● Work to complete
Please write out the data that follows, word for word.

● Material for this task

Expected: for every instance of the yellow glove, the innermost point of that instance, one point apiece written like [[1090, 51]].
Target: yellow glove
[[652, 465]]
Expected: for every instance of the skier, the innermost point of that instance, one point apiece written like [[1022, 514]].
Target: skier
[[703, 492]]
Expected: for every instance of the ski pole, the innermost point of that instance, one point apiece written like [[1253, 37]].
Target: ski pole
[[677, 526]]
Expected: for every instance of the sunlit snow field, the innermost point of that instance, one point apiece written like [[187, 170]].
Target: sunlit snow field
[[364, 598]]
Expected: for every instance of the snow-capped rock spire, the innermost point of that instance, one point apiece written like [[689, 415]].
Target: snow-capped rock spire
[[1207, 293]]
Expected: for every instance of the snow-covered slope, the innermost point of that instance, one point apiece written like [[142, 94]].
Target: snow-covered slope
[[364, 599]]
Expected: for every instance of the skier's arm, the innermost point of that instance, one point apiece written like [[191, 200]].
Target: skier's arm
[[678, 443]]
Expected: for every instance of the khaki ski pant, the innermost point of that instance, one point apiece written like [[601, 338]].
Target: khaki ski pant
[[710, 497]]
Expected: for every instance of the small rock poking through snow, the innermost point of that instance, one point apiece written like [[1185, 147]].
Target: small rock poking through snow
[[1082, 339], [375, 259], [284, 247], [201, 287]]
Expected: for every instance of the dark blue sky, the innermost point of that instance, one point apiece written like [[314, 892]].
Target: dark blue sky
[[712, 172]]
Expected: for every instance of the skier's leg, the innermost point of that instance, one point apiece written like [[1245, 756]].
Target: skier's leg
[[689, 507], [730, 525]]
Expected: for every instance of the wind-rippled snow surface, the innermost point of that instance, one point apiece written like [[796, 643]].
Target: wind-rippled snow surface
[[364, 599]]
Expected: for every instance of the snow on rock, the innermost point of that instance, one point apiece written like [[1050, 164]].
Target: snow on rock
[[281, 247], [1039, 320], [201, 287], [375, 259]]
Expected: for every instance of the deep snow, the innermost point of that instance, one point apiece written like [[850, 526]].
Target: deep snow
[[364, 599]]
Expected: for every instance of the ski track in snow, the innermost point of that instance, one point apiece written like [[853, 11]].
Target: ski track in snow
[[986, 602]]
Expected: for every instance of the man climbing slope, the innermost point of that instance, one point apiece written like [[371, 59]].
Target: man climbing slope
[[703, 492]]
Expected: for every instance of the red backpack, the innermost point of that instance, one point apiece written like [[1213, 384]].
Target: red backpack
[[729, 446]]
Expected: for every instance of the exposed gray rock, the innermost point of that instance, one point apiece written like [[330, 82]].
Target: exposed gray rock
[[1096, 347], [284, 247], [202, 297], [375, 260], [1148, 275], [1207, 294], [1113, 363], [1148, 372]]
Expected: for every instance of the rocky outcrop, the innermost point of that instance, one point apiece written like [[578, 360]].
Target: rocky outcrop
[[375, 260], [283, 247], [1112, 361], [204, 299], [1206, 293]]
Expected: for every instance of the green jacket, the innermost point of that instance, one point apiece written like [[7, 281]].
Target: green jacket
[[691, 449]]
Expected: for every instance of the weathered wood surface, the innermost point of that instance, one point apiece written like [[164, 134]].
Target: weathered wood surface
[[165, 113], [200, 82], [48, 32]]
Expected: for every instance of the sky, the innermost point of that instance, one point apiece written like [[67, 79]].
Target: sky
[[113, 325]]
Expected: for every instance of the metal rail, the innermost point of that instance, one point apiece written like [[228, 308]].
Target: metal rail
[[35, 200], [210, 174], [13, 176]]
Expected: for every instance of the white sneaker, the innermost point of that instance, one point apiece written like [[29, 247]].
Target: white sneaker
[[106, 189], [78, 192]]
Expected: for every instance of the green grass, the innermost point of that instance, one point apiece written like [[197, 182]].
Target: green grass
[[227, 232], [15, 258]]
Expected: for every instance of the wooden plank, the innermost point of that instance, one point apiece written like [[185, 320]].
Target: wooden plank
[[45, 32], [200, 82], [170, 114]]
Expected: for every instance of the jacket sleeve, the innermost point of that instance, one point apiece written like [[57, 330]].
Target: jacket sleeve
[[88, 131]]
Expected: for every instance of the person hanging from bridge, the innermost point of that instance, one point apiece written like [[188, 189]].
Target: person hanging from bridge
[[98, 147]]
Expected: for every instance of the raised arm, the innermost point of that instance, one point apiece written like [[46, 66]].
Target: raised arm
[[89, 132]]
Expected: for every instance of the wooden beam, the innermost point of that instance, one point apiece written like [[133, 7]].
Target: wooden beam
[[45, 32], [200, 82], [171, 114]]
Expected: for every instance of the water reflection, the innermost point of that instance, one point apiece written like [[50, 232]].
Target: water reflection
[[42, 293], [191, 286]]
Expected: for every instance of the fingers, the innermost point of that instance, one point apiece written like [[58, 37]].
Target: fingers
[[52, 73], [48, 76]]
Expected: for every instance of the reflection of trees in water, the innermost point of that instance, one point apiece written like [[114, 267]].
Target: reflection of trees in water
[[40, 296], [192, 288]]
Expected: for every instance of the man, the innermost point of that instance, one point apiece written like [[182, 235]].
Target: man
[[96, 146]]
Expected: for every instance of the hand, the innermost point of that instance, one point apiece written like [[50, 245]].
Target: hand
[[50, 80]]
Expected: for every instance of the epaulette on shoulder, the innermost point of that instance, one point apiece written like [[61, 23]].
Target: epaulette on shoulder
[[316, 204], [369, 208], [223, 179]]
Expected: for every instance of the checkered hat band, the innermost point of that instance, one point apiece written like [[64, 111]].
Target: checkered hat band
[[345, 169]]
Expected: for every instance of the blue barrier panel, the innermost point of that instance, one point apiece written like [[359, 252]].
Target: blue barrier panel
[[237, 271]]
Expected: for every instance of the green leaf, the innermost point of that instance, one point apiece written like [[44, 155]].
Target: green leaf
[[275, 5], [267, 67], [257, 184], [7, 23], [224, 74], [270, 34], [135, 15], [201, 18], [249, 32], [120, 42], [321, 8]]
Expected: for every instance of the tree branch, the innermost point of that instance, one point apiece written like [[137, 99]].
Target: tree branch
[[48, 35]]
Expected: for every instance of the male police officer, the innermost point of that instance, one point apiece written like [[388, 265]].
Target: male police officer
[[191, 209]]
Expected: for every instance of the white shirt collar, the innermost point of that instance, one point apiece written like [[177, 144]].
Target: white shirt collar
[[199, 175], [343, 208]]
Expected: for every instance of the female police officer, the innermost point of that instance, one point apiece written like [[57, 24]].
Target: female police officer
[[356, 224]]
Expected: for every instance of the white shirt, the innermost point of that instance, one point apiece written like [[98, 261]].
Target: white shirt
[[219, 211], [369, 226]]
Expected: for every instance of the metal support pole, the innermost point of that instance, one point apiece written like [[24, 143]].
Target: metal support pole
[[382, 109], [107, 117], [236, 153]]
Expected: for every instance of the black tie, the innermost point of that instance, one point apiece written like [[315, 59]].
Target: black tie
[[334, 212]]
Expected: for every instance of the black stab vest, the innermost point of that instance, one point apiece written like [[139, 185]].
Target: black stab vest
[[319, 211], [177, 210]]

● Reply to the exercise
Expected: for every instance of the yellow glove, the innermost point of that instance, one point apiece written like [[1090, 51]].
Target: yellow glove
[[652, 465]]
Expected: for every instance of the skier, the innermost point of that instance, one point apiece written like [[1022, 514]].
Target: skier
[[703, 492]]
Expected: for every instance of the ski pole, the innermost point of that instance, one point apiece written like [[1253, 37]].
Target: ski pole
[[677, 526]]
Expected: for every instance of the sunlit snow field, the innermost point of that instance, one point apiece written like [[187, 170]].
Target: sunlit snow field
[[364, 598]]
Expected: for every instance of the snow-capped rock spire, the innermost point of that instance, one point apiece written like [[689, 415]].
Target: snow-capped rock spire
[[1207, 293]]
Expected: for every instance of the snow-covered slope, the innermost point of that instance, one point apiece written like [[142, 94]].
Target: snow-covered slope
[[364, 599]]
Expected: for every instance of the skier's arm, the innermost point of that instance, one point apiece written like [[191, 200]].
Target: skier's arm
[[678, 443]]
Expected: for every instance of the khaki ski pant, the innermost point of that instance, one point apiece written like [[601, 338]].
Target: khaki ski pant
[[710, 497]]
Expected: for every instance of the small rock poking through snow, the innermost point of that instance, one point apiece written like [[1185, 147]].
Target: small rock poking through snow
[[1082, 339], [375, 259], [284, 247], [201, 287]]
Expected: for every instance of the dark blue sky, the innermost point of that instance, one point apiece written like [[314, 892]].
Target: dark blue sky
[[712, 172]]
Expected: for every instance of the skier's leg, the innermost point of that instance, one point apiece written like [[1245, 756]].
Target: skier's leg
[[689, 507], [730, 525]]
Expected: for every instance of the wind-rippled snow surface, the innermost point of that instance, one point apiece written like [[796, 643]].
Target: wind-rippled snow surface
[[364, 599]]
Expected: for every instance of the snow on rock, the innermost point of that instance, one point apiece written like [[1050, 164]].
Target: snow on rock
[[281, 247], [1039, 320], [201, 287], [375, 259]]
Expected: for every instance of the deep snow, the innermost point of that instance, one point apiece written like [[850, 526]].
Target: deep snow
[[364, 599]]
Expected: for every instance of the ski track in snow, the innermost point of that instance, one point apiece written like [[853, 11]].
Target: ski track in snow
[[986, 602]]
Expected: for every instance of the man climbing slope, the innermost point of that instance, one point apiece written like [[371, 59]].
Target: man climbing slope
[[703, 492]]
Expected: for every instance of the red backpack, the innermost point of that instance, one point apiece written like [[1213, 384]].
Target: red backpack
[[729, 446]]
Expected: for every instance of the exposed gray rock, the innermost point of that instance, one point apiece written like [[330, 82]].
Target: exposed gray rock
[[1096, 347], [284, 247], [202, 297], [375, 260], [1148, 275], [1207, 294], [1113, 363], [1148, 372]]
Expected: for every instance of the rocky outcrop, the innermost point of that instance, one point apiece written like [[578, 360]].
Target: rocky outcrop
[[375, 260], [283, 247], [1112, 361], [204, 299], [1206, 293]]
Expected: for every instance of the green jacket, the innermost point of that instance, one point apiece written like [[7, 281]].
Target: green jacket
[[691, 449]]
Expected: for every instance of the weathered wood surface, the innermost point of that instance, one point apiece written like [[164, 134]].
Target: weathered wood surface
[[165, 113], [200, 82], [48, 32]]
Expected: for every instance of the sky, the innermost point of that instance, one point apiece written like [[67, 79]].
Target: sky
[[113, 325]]
Expected: for every instance of the metal rail, the innermost point of that instance, one point apiece written like [[228, 308]].
Target: metal rail
[[35, 200], [210, 174], [13, 176]]
Expected: for every instance of the white sneaker, the innermost point of that instance, one point apiece written like [[29, 247]].
Target: white sneaker
[[106, 189], [78, 192]]
Expected: for every instance of the green grass, the innermost point of that instance, one point apiece written like [[197, 182]].
Target: green grass
[[227, 232], [15, 258]]
Expected: for every instance of the wooden plank, the innermost point of that instance, one point apiece written like [[185, 320]].
Target: wooden plank
[[45, 32], [200, 82], [170, 114]]
Expected: for every instance of the jacket sleeve, the innermost point of that instance, one point apiece written like [[57, 330]].
Target: jacket sleeve
[[88, 131]]
Expected: for every instance of the person hanging from bridge, the innermost point of that instance, one point apiece written like [[188, 189]].
Target: person hanging from bridge
[[98, 147]]
Expected: for every instance of the raised arm, the innermost point of that instance, one point apiece written like [[46, 66]].
Target: raised arm
[[89, 132]]
Expected: for every instance of the wooden beam, the innermost point of that instance, one point apiece written like [[133, 7]].
Target: wooden beam
[[45, 32], [200, 82], [171, 114]]
Expected: for every instance of the water reflection, the innermost point of that instance, one point apiece written like [[50, 232]].
Target: water reflection
[[42, 293], [191, 286]]
Expected: for every instance of the fingers, the innermost point of that instance, one point apiece written like [[58, 37]].
Target: fingers
[[52, 73], [48, 76]]
Expected: for every instance of the reflection of trees in water, the innermost point of that instance, one point apiece written like [[114, 267]].
Target: reflection of trees in water
[[40, 296], [192, 288]]
Expected: for every instance of the man, the innermost point of that instance, one point apiece written like [[182, 235]].
Target: man
[[96, 146]]
Expected: for every instance of the hand, the innermost point of that instance, one point apiece written like [[50, 245]].
Target: hand
[[50, 80]]
Expected: for every instance of the epaulette on shoulder, the innermost point of that instance, one point apiece written like [[61, 23]].
Target: epaulette on shoulder
[[316, 204], [369, 208], [223, 179]]
Expected: for every instance of the checkered hat band, the innermost point of that instance, one point apiece written like [[64, 111]].
Target: checkered hat band
[[345, 169]]
Expected: for every instance of the blue barrier panel, the innermost point of that instance, one point apiece written like [[359, 252]].
Target: blue barrier panel
[[237, 271]]
Expected: for every instance of the green leaf, the innermost point of that instance, one point apiece written like [[44, 155]].
Target: green leaf
[[275, 5], [267, 67], [257, 184], [7, 23], [224, 74], [270, 34], [135, 15], [201, 18], [249, 32], [120, 42], [321, 8]]
Expected: for every instance of the tree branch, the innermost point of that instance, one point apiece written like [[137, 99]].
Target: tree branch
[[48, 35]]
Expected: for every instance of the male police officer, the innermost point of that instance, one point apiece written like [[388, 265]].
Target: male police officer
[[191, 209]]
Expected: for every instance of the white shirt collar, the innermost point of that instance, one point apiece written like [[177, 144]].
Target: white shirt collar
[[199, 175], [343, 208]]
Expected: for every instance of the female police officer, the innermost point of that instance, one point apiece written like [[57, 24]].
Target: female police officer
[[356, 224]]
Expected: for every instance of the white shirt, the innermost point of that instance, one point apiece written like [[98, 261]].
Target: white shirt
[[219, 211], [369, 226]]
Expected: for every instance of the metal support pole, the innermost point of that instance, one point apiece written like [[24, 143]].
Target: metal support pole
[[382, 109], [107, 117], [236, 153]]
Expected: for every instance of the black tie, the innermost point of that instance, one point apiece written like [[315, 59]].
Target: black tie
[[334, 212]]
Expected: for every instance of the black stab vest, the innermost point of that instance, one point apiece written like [[139, 185]].
Target: black stab vest
[[319, 211], [177, 210]]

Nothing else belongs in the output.